**WORK TASK A**. In the comment thread, rewrite the part that opens with the words containing "I can’t ever" and closes with "very specific :)", putting "prohibited" in place of "forbidden".
**WORK TASK B**. Say whether each statement agrees with the comment thread, and answer yes or no, quoting the deciding words. (i) One commenter says that anything they were forbidden from exploring or knowing led them to explore or research it. (ii) The commenter who writes "I guess I wasn’t very specific" argues that porn should be banned. (iii) That same commenter expects a far more sex-positive culture to produce less porn.
**WORK TASK C**. Continue the comment thread from its last sentence.

**EXCERPTED TEXT**.
[Start of Attachment]
October 6th, 2005 at 5:05 pm
Huh, I’ve never thought about it that way (in regards to your reference of Foucault’s book).
I can’t ever think of anything that I was forbidden from exploring or knowing that didn’t result in my actively exploring or researching it. What is forbidden is automatically exotic, I think, and springs forth myths of its own. For sex, I think those myths spring into form as pornography.
October 7th, 2005 at 8:13 am
For sex, I think those myths spring into form as pornography.
How so, Matt?
October 7th, 2005 at 11:38 am
Yeah, I guess I wasn’t very specific :)
I mean that the things that are unknown or are mysterious to us naturally stir the imagination–particularly if they are Verbotten. I’m theorizing, I suppose, that much in the way people create myths and believe in them in order to explain the non-understandable workings of the universe, pronography is a “myth” of sex–a myth that carries all the baggage of sex being perceived as an impure and corrupting act. Sex can’t be in the same room as love because sex is evil. Mechanical, bestial and primal. Porn.
I don’t mean to imply that porn is “wrong” or should be banned or something, just that it’s a popular, mythical outlet the springs forth from our persitently supertitious ideas about sex. If our culture were far more sex-positive I don’t think we’d see less porn, but that it would certainly be of higher quality :p
October 7th, 2005 at 1:15 pm
I see (I think.). You’re saying that, in the same way myths compartmentalize the unexplainable and the unconfrontable in order to make them more managable, porn removes sex and the guilt we carry with it and places it into a contained, distinctive space, one that we can tuck away as if separate from our “meaningful”, emotional relationships.
[End of Attachment]
**DATA SECTION**.
[Start of Attachment]
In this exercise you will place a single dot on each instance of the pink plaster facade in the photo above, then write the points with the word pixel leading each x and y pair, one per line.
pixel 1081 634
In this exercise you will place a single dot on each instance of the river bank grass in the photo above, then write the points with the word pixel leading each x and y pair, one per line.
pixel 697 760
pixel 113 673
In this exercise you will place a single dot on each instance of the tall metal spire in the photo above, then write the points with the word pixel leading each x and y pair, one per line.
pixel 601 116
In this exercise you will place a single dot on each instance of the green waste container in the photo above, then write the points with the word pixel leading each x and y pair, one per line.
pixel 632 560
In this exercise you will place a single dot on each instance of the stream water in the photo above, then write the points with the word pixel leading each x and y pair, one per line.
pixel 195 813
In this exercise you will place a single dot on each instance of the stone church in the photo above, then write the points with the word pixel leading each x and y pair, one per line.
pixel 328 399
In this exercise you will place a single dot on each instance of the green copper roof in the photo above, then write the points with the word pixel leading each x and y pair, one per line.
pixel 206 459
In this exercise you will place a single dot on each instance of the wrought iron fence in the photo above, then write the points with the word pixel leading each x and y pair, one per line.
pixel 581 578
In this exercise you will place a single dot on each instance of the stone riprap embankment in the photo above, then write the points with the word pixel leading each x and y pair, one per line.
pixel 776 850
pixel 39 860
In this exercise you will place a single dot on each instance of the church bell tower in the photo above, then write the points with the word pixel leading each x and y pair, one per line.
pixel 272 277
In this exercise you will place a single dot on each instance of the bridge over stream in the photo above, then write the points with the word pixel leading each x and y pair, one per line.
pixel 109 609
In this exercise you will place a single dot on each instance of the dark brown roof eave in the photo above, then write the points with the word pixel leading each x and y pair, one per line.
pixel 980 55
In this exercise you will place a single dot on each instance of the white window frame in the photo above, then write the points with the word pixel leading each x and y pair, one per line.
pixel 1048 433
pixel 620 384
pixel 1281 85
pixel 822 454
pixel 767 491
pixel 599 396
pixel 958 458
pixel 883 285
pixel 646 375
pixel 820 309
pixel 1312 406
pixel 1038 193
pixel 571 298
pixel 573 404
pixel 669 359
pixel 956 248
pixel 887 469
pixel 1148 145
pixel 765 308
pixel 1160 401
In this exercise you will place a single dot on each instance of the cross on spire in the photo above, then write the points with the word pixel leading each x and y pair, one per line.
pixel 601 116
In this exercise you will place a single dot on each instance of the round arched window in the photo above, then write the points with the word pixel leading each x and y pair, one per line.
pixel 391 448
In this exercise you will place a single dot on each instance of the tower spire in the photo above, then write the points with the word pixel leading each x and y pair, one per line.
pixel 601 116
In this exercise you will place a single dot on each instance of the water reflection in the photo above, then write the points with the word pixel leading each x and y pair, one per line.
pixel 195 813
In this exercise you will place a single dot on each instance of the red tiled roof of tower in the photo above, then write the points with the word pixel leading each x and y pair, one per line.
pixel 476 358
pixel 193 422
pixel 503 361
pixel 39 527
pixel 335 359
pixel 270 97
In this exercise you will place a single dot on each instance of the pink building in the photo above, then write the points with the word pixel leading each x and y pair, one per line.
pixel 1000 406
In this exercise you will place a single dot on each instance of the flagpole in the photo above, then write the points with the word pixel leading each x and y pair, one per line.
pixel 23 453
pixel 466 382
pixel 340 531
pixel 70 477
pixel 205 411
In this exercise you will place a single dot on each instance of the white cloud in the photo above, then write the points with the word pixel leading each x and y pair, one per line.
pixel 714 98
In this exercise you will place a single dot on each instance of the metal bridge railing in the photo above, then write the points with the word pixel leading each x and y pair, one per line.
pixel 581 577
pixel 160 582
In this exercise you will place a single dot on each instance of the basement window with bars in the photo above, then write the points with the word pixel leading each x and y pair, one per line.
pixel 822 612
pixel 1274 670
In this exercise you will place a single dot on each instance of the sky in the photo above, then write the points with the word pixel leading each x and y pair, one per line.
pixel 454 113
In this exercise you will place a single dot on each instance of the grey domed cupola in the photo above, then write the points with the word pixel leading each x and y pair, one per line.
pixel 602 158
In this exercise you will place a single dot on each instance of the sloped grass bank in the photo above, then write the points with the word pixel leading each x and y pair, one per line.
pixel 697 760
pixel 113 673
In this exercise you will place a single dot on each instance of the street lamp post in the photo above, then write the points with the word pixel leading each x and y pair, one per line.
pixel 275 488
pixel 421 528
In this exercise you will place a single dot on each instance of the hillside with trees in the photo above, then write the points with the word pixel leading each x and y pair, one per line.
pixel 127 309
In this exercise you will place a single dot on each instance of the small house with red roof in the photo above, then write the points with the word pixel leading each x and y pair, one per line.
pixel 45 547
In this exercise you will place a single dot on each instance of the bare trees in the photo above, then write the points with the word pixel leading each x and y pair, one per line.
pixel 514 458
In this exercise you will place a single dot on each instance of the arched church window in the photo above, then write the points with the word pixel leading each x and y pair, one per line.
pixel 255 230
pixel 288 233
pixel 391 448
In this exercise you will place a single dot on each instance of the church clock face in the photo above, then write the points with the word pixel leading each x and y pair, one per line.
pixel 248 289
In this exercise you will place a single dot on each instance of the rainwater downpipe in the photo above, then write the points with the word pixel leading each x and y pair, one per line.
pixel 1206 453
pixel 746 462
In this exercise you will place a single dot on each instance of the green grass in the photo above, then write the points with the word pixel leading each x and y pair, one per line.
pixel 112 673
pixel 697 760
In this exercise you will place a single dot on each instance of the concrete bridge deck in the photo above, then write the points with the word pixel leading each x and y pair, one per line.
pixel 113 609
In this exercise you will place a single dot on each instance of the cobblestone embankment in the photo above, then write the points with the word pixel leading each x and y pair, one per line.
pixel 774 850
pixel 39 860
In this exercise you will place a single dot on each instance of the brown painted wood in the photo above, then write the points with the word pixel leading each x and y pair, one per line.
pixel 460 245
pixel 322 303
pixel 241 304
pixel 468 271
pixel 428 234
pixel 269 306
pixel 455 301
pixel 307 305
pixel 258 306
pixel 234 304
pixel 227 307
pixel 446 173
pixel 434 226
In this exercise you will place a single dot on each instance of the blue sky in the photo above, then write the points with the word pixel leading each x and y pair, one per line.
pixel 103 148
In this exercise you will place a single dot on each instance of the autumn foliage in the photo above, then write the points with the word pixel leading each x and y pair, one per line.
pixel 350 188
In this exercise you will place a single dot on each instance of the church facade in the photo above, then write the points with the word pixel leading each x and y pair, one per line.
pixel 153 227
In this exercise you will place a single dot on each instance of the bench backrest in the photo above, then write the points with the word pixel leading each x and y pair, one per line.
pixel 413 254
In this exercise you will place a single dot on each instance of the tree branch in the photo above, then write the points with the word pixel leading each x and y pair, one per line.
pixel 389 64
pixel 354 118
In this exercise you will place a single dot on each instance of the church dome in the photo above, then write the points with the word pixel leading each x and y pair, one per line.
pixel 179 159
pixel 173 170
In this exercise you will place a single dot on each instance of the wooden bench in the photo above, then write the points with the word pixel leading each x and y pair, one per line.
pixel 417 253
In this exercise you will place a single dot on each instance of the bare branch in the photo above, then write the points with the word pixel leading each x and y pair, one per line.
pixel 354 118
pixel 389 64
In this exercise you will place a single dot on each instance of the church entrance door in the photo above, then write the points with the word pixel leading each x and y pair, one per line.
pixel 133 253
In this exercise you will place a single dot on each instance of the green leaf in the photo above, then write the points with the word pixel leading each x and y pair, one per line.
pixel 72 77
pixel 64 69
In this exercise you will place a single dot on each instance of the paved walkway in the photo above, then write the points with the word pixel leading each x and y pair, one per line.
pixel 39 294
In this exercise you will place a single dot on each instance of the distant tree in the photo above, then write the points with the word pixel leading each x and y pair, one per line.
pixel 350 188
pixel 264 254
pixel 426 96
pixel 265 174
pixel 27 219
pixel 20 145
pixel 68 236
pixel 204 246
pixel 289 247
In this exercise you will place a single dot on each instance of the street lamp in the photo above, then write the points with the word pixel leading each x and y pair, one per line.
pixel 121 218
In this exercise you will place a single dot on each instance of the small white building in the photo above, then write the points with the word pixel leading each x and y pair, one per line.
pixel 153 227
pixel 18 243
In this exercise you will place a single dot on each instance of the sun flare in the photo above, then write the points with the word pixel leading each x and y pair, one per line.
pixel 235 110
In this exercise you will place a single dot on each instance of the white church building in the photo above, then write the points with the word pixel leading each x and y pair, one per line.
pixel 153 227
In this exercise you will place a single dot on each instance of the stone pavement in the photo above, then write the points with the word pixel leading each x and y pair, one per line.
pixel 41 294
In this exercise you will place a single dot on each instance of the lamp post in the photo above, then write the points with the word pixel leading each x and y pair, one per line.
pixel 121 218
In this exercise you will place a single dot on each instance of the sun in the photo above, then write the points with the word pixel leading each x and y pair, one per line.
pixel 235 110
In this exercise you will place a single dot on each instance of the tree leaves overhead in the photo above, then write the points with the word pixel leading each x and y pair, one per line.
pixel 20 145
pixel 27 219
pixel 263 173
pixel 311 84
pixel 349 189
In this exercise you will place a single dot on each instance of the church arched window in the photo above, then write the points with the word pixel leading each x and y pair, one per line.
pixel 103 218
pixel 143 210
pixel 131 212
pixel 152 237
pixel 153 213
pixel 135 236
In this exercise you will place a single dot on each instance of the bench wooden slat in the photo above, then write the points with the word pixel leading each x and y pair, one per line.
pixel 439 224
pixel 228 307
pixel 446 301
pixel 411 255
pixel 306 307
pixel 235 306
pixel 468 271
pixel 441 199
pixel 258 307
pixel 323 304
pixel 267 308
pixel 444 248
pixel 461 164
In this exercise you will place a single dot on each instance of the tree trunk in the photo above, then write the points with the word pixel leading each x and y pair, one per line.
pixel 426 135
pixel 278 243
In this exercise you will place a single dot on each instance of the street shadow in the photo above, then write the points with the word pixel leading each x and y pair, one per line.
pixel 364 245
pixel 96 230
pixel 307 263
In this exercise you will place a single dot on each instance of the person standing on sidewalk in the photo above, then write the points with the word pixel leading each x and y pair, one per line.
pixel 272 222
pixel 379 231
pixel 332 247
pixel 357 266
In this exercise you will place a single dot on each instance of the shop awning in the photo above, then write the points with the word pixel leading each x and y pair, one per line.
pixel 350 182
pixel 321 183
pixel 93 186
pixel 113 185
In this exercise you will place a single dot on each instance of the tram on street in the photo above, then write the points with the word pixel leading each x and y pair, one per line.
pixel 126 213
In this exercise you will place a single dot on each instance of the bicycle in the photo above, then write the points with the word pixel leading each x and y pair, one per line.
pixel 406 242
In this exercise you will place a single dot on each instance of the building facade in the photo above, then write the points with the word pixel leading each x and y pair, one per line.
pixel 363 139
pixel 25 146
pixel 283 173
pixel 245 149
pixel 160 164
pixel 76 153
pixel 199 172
[End of Attachment]
**ANSWER BOX A**.
I can’t ever think of anything that I was prohibited from exploring or knowing that didn’t result in my actively exploring or researching it. What is prohibited is automatically exotic, I think, and springs forth myths of its own. For sex, I think those myths spring into form as pornography.
October 7th, 2005 at 8:13 am
For sex, I think those myths spring into form as pornography.
How so, Matt?
October 7th, 2005 at 11:38 am
Yeah, I guess I wasn’t very specific :)

**ANSWER BOX B**.
(i) Yes: "I can’t ever think of anything that I was forbidden from exploring or knowing that didn’t result in my actively exploring or researching it."
(ii) No: "I don’t mean to imply that porn is “wrong” or should be banned or something"
(iii) No: "I don’t think we’d see less porn"

**ANSWER BOX C**.
October 7th, 2005 at 2:01 pm
Worded much, much better, but yes :)
November 11th, 2005 at 5:27 am
A bit late to the debate, but I’d rather say that the vast corpus of sexual vocabulary have to do with the fact that we inject a lot of our sexual desire (i.e: desire as an energy) as fuel to other social activities.
As some ethnologist noted (I think it was Claude Levi-Staruss) there’s nothing as homo-eroticised as the actual process of distributing women among men.
Think of the vocabulary of confrontation: you “fuked” your defeated opponent… intersesting when you compare with the way some other mammals deals with confilcts of power (the winner actualy sodomise the loser, see with dogs). Human males do not do it anymore, they’ve learned to channel the sexual urge that was used to fuel confrontational desire into words, much more economic.
In a way, I can’t but think that’s part of why homosexuality is so decried: the energy that should have been used to advance/protect community has been used for personnal pleasure only (see how, I think in Foucault’s Les Anormaux, the extreme devellopment figure of the monster becomes the masturbator…).
Anyway, this won’t explain everything, but I think it might prove a useful tool.
November 11th, 2005 at 9:49 am
In some human cultures though, sodomy has been used as you describe. In ancient Rome (not really that ancient, when you look at the larger scale of things), you could sodomize a man who committed an offense against - or, even worse, force him to perform oral sex on you. You point out a very interesting link, one that derives anxiety and “badness” from homosexual energy instead heterosexual. Considering the current stance of our society on homoeroticism, that would sure make sense.